• **WHAT NEEDS TO BE DONE**
Nothing is to be altered; the data must be repeated exactly.

• **DATASET ENTRIES**
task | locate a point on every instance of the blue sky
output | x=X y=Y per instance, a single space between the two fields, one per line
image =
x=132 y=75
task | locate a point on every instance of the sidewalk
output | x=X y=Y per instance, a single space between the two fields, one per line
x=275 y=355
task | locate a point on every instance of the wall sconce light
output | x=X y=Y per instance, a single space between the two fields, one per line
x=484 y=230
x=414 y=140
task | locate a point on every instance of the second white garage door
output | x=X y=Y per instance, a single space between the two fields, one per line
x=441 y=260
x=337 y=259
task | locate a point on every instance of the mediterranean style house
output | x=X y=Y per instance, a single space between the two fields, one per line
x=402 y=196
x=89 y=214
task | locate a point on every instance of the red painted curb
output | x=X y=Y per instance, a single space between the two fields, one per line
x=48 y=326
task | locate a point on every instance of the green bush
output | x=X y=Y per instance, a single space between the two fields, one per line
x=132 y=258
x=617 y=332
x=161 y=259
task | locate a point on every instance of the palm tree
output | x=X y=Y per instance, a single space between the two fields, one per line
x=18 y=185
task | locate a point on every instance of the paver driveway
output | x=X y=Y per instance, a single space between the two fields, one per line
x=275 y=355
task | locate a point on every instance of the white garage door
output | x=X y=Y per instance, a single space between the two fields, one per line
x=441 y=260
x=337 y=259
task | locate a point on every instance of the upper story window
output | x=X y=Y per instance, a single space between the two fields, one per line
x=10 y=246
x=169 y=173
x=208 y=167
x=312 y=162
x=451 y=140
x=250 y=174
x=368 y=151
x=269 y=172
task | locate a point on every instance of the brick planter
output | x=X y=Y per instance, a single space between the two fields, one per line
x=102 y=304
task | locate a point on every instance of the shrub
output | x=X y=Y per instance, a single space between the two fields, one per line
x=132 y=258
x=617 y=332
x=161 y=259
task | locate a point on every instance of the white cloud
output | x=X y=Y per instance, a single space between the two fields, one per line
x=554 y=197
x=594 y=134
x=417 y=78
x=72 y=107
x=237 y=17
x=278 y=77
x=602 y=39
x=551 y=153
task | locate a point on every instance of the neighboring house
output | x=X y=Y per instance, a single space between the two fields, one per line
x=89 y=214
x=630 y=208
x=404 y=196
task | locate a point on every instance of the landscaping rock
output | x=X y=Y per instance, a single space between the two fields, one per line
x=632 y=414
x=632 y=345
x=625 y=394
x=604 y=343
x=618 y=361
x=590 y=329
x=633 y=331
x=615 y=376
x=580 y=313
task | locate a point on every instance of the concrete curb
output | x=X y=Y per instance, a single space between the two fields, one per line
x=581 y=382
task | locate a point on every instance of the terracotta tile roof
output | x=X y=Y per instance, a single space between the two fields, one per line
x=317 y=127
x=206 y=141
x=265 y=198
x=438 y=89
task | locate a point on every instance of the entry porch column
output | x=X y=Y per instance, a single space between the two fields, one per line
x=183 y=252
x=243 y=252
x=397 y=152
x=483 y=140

• **TASK OUTPUT**
task | locate a point on every instance of the blue sky
output | x=X y=Y per instance, a single space between the two fields, one per line
image =
x=132 y=75
task | locate a point on every instance of the sidewalk
output | x=X y=Y per instance, a single space between the two fields, one per line
x=275 y=355
task | locate a point on every instance of the wall sconce light
output | x=X y=Y per instance, a single space between the two fields, one per line
x=484 y=230
x=414 y=140
task | locate a point on every instance of the second white garage door
output | x=X y=Y per instance, a single space between the two fields, one per line
x=441 y=260
x=337 y=259
task | locate a point on every instance of the mediterranean style house
output | x=X y=Y per instance, a single space between the two fields, one per line
x=402 y=196
x=89 y=214
task | locate a point on every instance of the red painted curb
output | x=X y=Y per instance, a single space between the two fields, one per line
x=48 y=326
task | locate a point on every instance of the green bush
output | x=X y=Y per instance, a single space between the two fields, one per line
x=132 y=258
x=617 y=332
x=161 y=259
task | locate a point on every instance of the palm tree
output | x=X y=Y per instance, a single space between the two fields, one per line
x=18 y=185
task | locate a point on every instance of the paver driveway
output | x=X y=Y per instance, a single space between the two fields, one per line
x=275 y=355
task | locate a point on every instance of the white garage door
output | x=X y=Y per instance, a single space between the two fields, one per line
x=441 y=260
x=337 y=259
task | locate a point on every instance of the upper story window
output | x=X y=Y per instance, a single space between the two fields, one per line
x=10 y=246
x=169 y=173
x=208 y=167
x=312 y=162
x=451 y=140
x=250 y=174
x=368 y=151
x=269 y=172
task | locate a point on every instance of the brick planter
output | x=X y=Y per instance, a single space between the two fields, one per line
x=102 y=304
task | locate a point on every instance of the shrub
output | x=X y=Y per instance, a single space between the two fields, one per line
x=132 y=258
x=617 y=332
x=161 y=259
task | locate a point on every instance of the white cloud
output | x=X y=Y per instance, a single space between the two fields, one per line
x=554 y=197
x=594 y=134
x=417 y=78
x=72 y=107
x=237 y=17
x=278 y=77
x=602 y=39
x=551 y=153
task | locate a point on every instance of the neighboring house
output | x=X y=Y per instance, a single space between the two fields, one per line
x=89 y=214
x=630 y=208
x=404 y=196
task | locate a point on every instance of the landscaping rock
output | x=X y=Y per instance, a single space between the two fields, one per line
x=632 y=414
x=632 y=345
x=625 y=394
x=604 y=343
x=618 y=361
x=590 y=329
x=633 y=331
x=615 y=376
x=580 y=313
task | locate a point on every instance of the concrete curb
output | x=X y=Y per instance, a single space between the two fields, one per line
x=581 y=382
task | locate a point on every instance of the terracotta tile roof
output | x=X y=Y per instance, a single space between the two fields, one per line
x=317 y=127
x=206 y=141
x=265 y=198
x=438 y=89
task | locate a point on every instance of the entry porch column
output | x=X y=Y per instance, a single space between the two fields, one per line
x=183 y=252
x=243 y=252
x=397 y=152
x=483 y=140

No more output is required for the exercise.